--- START MATERIAL ---
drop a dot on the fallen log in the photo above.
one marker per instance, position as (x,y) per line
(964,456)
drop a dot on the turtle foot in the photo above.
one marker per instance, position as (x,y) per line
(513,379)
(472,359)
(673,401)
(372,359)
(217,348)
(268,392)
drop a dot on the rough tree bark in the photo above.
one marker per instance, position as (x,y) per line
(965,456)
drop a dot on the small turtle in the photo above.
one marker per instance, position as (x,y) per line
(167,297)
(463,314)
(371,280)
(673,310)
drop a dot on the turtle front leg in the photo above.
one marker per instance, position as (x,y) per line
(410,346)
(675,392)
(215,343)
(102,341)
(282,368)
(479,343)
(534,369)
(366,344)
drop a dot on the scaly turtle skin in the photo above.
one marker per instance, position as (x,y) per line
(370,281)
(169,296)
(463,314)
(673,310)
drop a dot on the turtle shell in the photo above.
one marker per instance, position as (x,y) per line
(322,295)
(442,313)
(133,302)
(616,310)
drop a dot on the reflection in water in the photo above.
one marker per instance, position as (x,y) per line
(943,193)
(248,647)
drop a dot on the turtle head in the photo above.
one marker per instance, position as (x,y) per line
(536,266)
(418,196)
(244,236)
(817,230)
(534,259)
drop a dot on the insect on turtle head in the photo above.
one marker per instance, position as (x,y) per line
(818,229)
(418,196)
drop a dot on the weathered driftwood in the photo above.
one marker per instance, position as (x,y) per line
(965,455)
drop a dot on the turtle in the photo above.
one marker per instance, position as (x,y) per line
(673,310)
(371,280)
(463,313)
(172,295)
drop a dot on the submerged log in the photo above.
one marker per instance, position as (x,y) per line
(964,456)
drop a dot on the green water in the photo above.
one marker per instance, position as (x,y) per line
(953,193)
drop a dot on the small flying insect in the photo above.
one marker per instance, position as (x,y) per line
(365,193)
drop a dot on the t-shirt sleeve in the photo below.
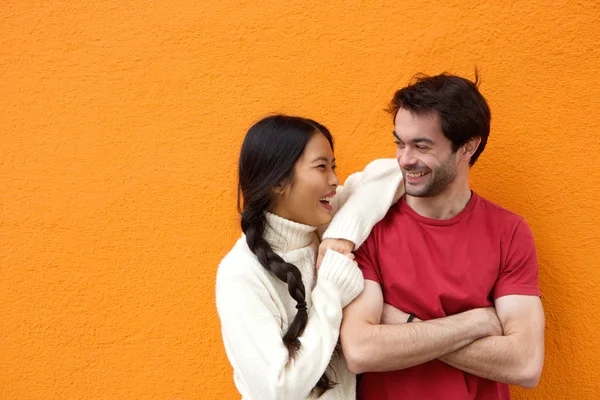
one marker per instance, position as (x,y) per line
(519,270)
(366,258)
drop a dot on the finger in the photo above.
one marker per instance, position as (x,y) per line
(319,259)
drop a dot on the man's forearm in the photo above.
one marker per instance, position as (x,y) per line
(498,358)
(391,347)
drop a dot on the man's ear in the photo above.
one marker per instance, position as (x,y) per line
(280,188)
(468,149)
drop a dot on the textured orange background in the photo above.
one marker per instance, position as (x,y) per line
(120,126)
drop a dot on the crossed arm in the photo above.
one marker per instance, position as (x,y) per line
(505,344)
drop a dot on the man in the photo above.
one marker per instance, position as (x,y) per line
(451,306)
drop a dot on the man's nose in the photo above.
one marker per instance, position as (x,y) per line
(405,157)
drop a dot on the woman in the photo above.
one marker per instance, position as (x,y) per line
(281,315)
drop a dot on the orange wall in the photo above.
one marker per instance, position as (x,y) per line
(120,126)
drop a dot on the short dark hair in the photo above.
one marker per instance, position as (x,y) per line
(462,110)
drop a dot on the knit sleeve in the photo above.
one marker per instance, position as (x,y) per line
(252,330)
(364,200)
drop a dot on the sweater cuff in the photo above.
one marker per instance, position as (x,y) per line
(347,226)
(344,274)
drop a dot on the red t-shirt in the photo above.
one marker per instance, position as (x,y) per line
(436,268)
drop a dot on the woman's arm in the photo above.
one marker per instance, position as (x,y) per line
(364,200)
(252,332)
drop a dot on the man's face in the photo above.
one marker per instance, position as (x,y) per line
(424,154)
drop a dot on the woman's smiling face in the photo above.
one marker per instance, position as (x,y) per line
(306,198)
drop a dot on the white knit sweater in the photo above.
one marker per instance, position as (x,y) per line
(255,307)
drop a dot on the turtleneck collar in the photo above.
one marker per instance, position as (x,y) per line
(285,235)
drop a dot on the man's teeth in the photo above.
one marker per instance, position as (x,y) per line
(415,174)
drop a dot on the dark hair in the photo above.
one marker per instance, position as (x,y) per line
(267,159)
(462,110)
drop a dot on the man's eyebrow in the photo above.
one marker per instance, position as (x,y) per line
(422,140)
(325,159)
(416,140)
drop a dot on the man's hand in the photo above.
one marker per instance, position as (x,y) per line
(393,316)
(342,246)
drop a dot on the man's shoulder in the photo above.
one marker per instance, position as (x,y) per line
(496,212)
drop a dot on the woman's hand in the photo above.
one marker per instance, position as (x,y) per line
(393,316)
(342,246)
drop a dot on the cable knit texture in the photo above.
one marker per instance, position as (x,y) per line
(255,307)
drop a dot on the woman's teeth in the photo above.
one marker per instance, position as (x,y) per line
(326,199)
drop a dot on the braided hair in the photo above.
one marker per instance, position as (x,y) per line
(267,159)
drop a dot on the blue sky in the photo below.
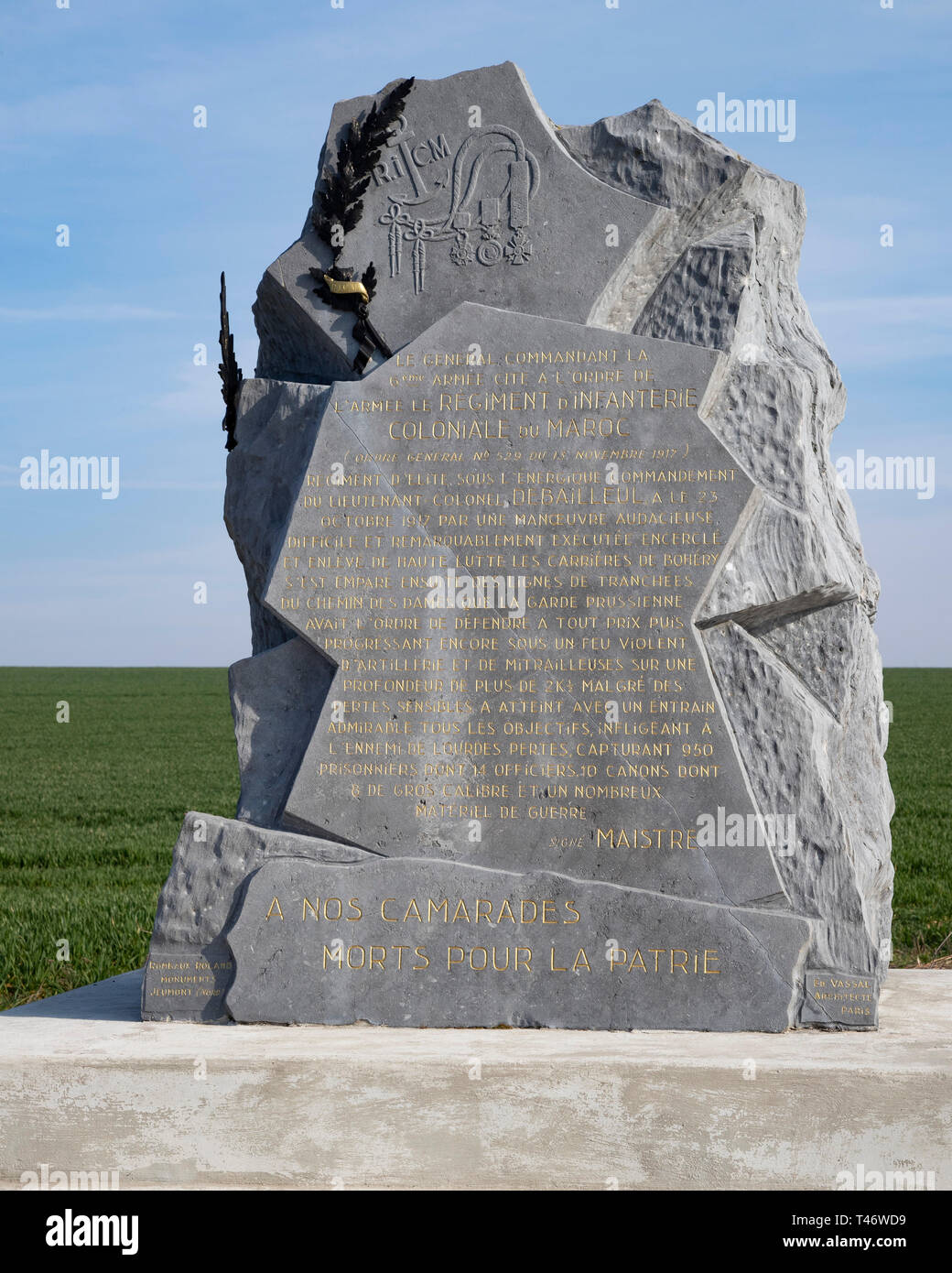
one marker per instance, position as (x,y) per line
(95,133)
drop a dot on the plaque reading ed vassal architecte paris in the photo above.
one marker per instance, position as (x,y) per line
(564,707)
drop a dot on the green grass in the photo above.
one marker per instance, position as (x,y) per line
(92,809)
(920,770)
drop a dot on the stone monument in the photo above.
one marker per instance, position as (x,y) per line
(564,707)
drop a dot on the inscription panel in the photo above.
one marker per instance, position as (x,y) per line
(414,942)
(501,540)
(840,998)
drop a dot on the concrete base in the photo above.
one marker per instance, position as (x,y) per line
(87,1086)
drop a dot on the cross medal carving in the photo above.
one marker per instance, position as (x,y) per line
(490,182)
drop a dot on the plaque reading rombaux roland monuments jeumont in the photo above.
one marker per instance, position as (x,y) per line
(564,705)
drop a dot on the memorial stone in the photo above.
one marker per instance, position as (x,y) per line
(564,707)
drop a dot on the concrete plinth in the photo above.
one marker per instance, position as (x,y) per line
(90,1087)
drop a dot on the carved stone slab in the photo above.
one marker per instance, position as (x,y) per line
(415,942)
(580,731)
(476,199)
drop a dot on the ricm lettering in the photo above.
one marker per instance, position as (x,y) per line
(407,157)
(753,114)
(478,593)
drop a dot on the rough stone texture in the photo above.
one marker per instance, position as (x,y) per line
(276,433)
(730,252)
(85,1083)
(785,622)
(799,756)
(189,966)
(675,963)
(531,223)
(276,701)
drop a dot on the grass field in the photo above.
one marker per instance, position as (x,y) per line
(92,809)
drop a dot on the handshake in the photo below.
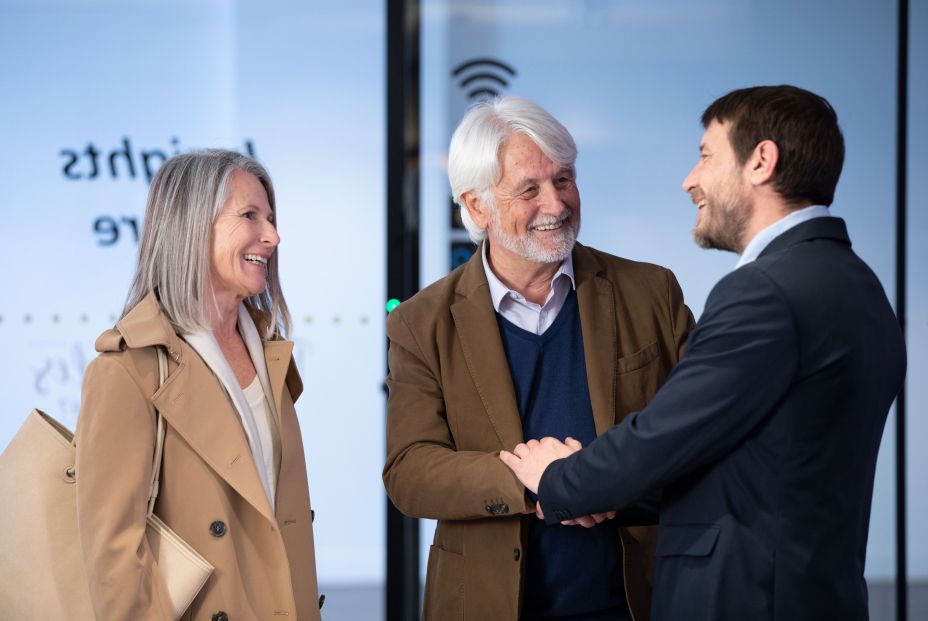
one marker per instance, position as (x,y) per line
(530,460)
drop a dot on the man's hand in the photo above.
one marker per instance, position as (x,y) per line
(528,461)
(587,521)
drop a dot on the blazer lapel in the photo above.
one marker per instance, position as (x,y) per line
(194,403)
(478,332)
(596,300)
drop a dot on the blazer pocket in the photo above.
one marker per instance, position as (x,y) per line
(444,586)
(687,540)
(639,359)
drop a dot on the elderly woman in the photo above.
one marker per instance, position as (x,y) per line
(233,480)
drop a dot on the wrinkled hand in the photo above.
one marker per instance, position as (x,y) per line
(587,521)
(529,460)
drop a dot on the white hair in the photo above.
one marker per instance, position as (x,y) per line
(186,195)
(473,157)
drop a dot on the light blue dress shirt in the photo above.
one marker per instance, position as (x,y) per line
(767,235)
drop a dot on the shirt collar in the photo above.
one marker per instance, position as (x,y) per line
(499,291)
(768,234)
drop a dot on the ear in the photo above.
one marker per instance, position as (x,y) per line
(476,208)
(761,166)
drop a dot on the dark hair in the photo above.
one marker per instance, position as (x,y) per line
(804,127)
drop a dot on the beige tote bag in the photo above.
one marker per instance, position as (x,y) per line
(41,566)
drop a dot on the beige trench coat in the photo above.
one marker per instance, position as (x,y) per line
(452,408)
(210,491)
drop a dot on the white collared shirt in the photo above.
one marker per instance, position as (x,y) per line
(531,317)
(768,234)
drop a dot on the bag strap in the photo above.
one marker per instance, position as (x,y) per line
(159,435)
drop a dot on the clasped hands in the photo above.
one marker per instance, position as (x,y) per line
(529,460)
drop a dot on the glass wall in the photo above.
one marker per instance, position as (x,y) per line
(629,80)
(917,328)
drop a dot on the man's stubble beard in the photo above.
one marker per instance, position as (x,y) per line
(724,225)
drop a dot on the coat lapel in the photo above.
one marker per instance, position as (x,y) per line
(597,321)
(277,357)
(478,332)
(193,402)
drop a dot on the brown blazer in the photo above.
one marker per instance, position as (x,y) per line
(210,491)
(452,408)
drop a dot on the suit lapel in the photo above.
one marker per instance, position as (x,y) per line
--- END MATERIAL ---
__WORK TO DO__: Your task is to extract the lines running from the one with "drop a dot on the wrinkled" to the end of the material, inclusive, copying each exactly and adding nothing.

__RESULT BELOW__:
drop a dot on the wrinkled hand in the photo above.
one marker per instance, position as (x,y) per line
(587,521)
(529,460)
drop a dot on the white hair in the photo above.
one marker per instance, position as (x,y) per line
(186,195)
(473,157)
drop a dot on the light blue dress shirt in the photo above.
one marker per instance, position as (x,y) per line
(767,235)
drop a dot on the shirt collar in the photo above.
one marker per instance, position as (x,y) per line
(499,291)
(768,234)
drop a dot on the ear in the photo above.
one marker per instance, position as (x,y) per line
(476,208)
(761,166)
drop a dot on the dark hair in the photo above.
one marker per instance, position as (x,y) per line
(804,127)
drop a dot on the beige tote bag in the photo above.
one marker per instance, position as (x,y) per line
(41,566)
drop a dot on the beige trench coat in the photo above.
one marker per instance, position as (x,y) per line
(452,408)
(210,491)
drop a dot on the white collared shirt in the photo above.
one marker per instance, position as (x,y) per line
(531,317)
(768,234)
drop a dot on the bag strap in the photo above.
one marker per instance, position as (x,y) per line
(159,435)
drop a dot on the clasped hands in the photo above.
one marker per instance, position as (x,y) per line
(529,460)
drop a dot on the glass wall in the photo above.
one marker per instance, position as (x,y) per line
(629,80)
(917,328)
drop a dot on the man's stubble beard in the photo above.
one marker per instance, position as (x,y) per line
(724,225)
drop a dot on the coat lapel in the photo above.
one marker per instance, position as (x,y) per line
(597,321)
(277,357)
(478,332)
(193,402)
drop a dot on the brown blazer in the photo above.
one marker per instance, position as (x,y) per line
(210,491)
(452,408)
drop a dot on the suit lapel in the photo above.
one marker per instance, position as (x,y) per line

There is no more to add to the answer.